**Direction**
Exactly reproduce the lines from the one holding "Annotate the hazy" through the final line of the listing below, with both ends included and nothing else.

**Task inputs**

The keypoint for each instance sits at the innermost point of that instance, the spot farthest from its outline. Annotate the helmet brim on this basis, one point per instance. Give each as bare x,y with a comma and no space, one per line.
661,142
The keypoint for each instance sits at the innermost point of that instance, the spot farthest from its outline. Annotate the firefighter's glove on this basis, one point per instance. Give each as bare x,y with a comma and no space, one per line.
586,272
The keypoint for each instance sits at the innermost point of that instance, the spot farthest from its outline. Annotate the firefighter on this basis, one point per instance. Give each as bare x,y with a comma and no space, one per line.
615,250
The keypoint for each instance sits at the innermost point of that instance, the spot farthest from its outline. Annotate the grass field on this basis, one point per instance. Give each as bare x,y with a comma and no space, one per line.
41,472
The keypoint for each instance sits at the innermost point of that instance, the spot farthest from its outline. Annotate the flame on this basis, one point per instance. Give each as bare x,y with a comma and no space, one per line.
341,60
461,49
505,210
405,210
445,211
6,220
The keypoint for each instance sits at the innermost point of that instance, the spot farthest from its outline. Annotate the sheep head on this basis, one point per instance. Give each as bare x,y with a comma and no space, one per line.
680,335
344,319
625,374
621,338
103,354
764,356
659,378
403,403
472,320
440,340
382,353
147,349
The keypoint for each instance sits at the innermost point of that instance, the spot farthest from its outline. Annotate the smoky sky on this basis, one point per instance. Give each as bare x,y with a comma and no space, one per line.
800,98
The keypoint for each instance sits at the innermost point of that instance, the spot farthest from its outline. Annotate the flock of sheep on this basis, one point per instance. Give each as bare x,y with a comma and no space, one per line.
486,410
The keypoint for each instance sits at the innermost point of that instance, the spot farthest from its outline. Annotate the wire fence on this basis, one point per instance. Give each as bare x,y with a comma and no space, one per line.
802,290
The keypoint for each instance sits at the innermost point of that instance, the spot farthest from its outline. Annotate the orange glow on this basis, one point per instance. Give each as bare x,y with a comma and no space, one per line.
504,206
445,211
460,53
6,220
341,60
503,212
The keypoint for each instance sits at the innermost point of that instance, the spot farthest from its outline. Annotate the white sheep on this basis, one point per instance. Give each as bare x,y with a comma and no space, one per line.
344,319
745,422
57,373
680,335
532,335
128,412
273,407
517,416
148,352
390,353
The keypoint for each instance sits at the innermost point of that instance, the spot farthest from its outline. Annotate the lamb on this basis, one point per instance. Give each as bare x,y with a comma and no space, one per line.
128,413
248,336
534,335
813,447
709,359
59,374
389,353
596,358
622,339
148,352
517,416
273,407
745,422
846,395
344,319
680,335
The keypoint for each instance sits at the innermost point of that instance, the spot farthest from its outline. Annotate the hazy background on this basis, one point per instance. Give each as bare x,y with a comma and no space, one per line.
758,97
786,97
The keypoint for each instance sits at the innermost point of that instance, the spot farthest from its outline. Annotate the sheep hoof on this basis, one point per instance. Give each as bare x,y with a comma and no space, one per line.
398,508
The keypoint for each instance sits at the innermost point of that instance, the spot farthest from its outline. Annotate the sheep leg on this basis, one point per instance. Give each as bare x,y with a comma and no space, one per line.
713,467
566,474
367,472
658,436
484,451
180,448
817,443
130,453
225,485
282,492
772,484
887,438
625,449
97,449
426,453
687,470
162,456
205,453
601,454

**Written answer**
The keypoint for each instance sits at the innermost point of that instance, the spot farthest from its outline. Annotate the hazy background on this basis, one point per instance. Give each as bare x,y with a comma and no space, one per line.
758,97
786,97
The keypoint for each instance sits at the innermost point of that instance, the spot farthest from its outline. Annotate the sheep hoof on this basis, one point per instance. Give each as bare x,y with a comma and no space, one per line.
398,508
The keypoint for each instance sits at the innermost point of that instance, the spot farthest from its outline. Annotate the sheep leg on this basis, one point per instance. Give each as bare x,y with a comma and no space, one per line.
713,467
566,474
367,472
658,436
484,451
180,448
817,443
130,453
225,485
282,492
772,484
887,438
625,449
97,449
426,453
687,470
162,456
205,453
601,454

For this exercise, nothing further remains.